Elenco delle attività
a - Nel testo sul weekend formativo del Rinnovamento nello Spirito, in quale periodo dell'anno si svolge il weekend?
b - Riporta alla lettera il passo del testo sul Rinnovamento nello Spirito che inizia con "Come ogni anno" e prosegue fino a "formativo loro dedicato.".
c - Prosegui il testo sul weekend formativo del Rinnovamento nello Spirito, riprendendo dopo la sua ultima frase.

::: Testo :::

Come ogni anno il Comitato nazionale di servizio del Rinnovamento nello Spirito propone un weekend formativo, da svolgersi nelle regioni, tra giugno e settembre, allo scopo di formare quanti più aderenti è possibile alla missione evangelizzatrice cui è chiamato il Rinnovamento nello Spirito: “Per questo motivo i destinatari particolari di questi eventi saranno gli ‘effusionati’ dei nostri cenacoli, gruppi e comunità che sentono la chiamata missionaria, ribaditaci ancora recentemente da papa Francesco, e non i membri di pastorale per i quali si è appena concluso l’evento formativo loro dedicato.

Il tema generale ci è dettato dai recenti incontri con il Santo Padre che fin dall’udienza concessa al presidente Giuseppe Contaldo, ha ribadito la vocazione missionaria del Rinnovamento che deve essere corrente di grazia per la Chiesa e nella Chiesa. L’attenzione ai poveri, la comunione tra le realtà locali e con i Pastori della Chiesa, la diffusione dei Seminari di Vita nuova, costituiscono le priorità che papa Francesco ci ha consegnato e che si vorrebbe trasferire alle sorelle e ai fratelli dei nostri gruppi”.

Ed  a chiusura della 46ª Convocazione nazionale dei Cenacoli, Gruppi e Comunità del Rinnovamento nello Spirito, svoltosi a Rimini a fine aprile), il presidente nazionale, Giuseppe Contaldo, invitava a ‘non avere paura di lasciarti guidare dallo Spirito Santo’, ponendo in evidenza come “le parole di Gesù comunicano l’ardente desiderio di Dio: darci il suo Spirito è la sua volontà, la sua gioia, la verità che ci insegna e ci ricorda ogni parola del Signore… Per noi credenti pregare e invocare lo Spirito Santo dovrebbe essere pane quotidiano, dovrebbe costituire un’abitudine stabile, come l’aria che respiriamo o l’acqua che beviamo: sarebbe la prova inconfutabile della nostra convinzione che senza di Lui non possiamo fare nulla”.

::: Dati forniti :::

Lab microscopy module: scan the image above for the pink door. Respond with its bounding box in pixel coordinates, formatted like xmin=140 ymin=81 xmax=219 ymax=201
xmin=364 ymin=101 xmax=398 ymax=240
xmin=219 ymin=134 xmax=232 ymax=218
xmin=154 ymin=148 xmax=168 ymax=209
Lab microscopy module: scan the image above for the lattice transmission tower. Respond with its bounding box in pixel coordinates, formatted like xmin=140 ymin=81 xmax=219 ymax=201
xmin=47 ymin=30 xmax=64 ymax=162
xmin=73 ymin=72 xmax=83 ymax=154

:::

I risultati
a - Tra giugno e settembre.

b -
Come ogni anno il Comitato nazionale di servizio del Rinnovamento nello Spirito propone un weekend formativo, da svolgersi nelle regioni, tra giugno e settembre, allo scopo di formare quanti più aderenti è possibile alla missione evangelizzatrice cui è chiamato il Rinnovamento nello Spirito: “Per questo motivo i destinatari particolari di questi eventi saranno gli ‘effusionati’ dei nostri cenacoli, gruppi e comunità che sentono la chiamata missionaria, ribaditaci ancora recentemente da papa Francesco, e non i membri di pastorale per i quali si è appena concluso l’evento formativo loro dedicato.

c -
Partiamo proprio da questa riflessione per farci spiegare dal presidente nazionale il motivo per cui non bisogna avere paura lasciarsi guidare dallo Spirito: “Nel brano della Lettera ai Galati, San Paolo esorta i cristiani a camminare secondo lo Spirito Santo (cfr 5,16-25). C’è uno stile: camminare secondo lo Spirito Santo. In effetti, credere in Gesù significa seguirlo, andare dietro a Lui sulla sua strada, come hanno fatto i primi discepoli. E significa nello stesso tempo evitare la strada opposta, quella dell’egoismo, del cercare il proprio interesse, che l’Apostolo chiama ‘desiderio della carne’ (v. 16). Lo Spirito è la guida di questo cammino sulla via di Cristo, un cammino stupendo ma anche faticoso, che comincia nel Battesimo e dura per tutta la vita. Pensiamo a una lunga escursione in alta montagna: è affascinante, la meta ci attrae, ma richiede tanta fatica e tenacia.

Questa immagine può esserci utile per entrare nel merito delle parole dell’Apostolo: ‘camminare secondo lo Spirito’, ‘lasciarsi guidare’ da Lui. Sono espressioni che indicano un’azione, un movimento, un dinamismo che impedisce di fermarsi alle prime difficoltà, ma provoca a confidare nella forza che viene dall’alto. Percorrendo questo cammino, il cristiano acquista una visione positiva della vita. Ciò non significa che il male presente nel mondo sia come sparito, o che vengano meno gli impulsi negativi dell’egoismo e dell’orgoglio: vuol dire, piuttosto, credere che Dio è sempre più forte delle nostre resistenze e più grande dei nostri peccati. E questo è importante! Camminiamo dunque con gioia e con pazienza su questa strada, lasciandoci guidare dallo Spirito Santo”.

In quale modo la preghiera diventa azione?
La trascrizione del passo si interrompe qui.